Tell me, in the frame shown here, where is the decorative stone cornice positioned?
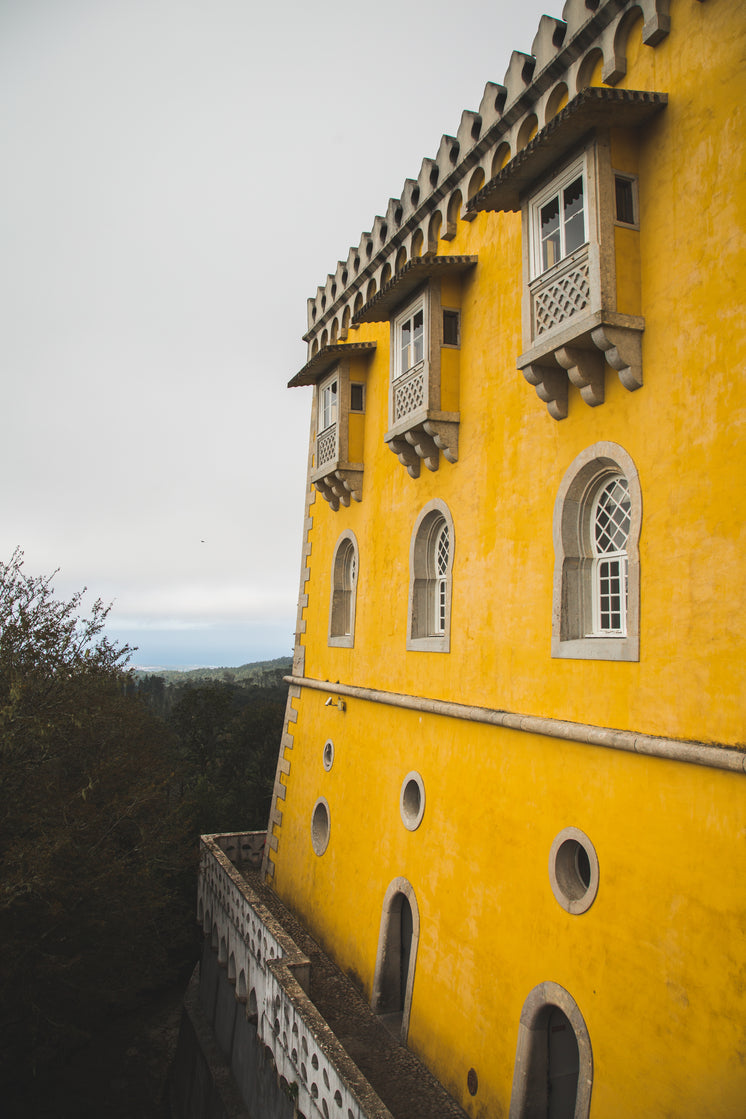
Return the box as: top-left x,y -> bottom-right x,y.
289,342 -> 377,388
471,86 -> 667,213
353,256 -> 478,324
302,0 -> 675,356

---------------

**Exercise directions**. Word for word, quote the full listing, omitting every picture.

**Reply to the exercise**.
Tell me, in the frame shown here, where is the decorative stone cornice positioned?
Return the box as: top-left x,y -> bottom-right x,y.
289,342 -> 377,388
471,86 -> 667,213
353,256 -> 478,324
302,0 -> 675,356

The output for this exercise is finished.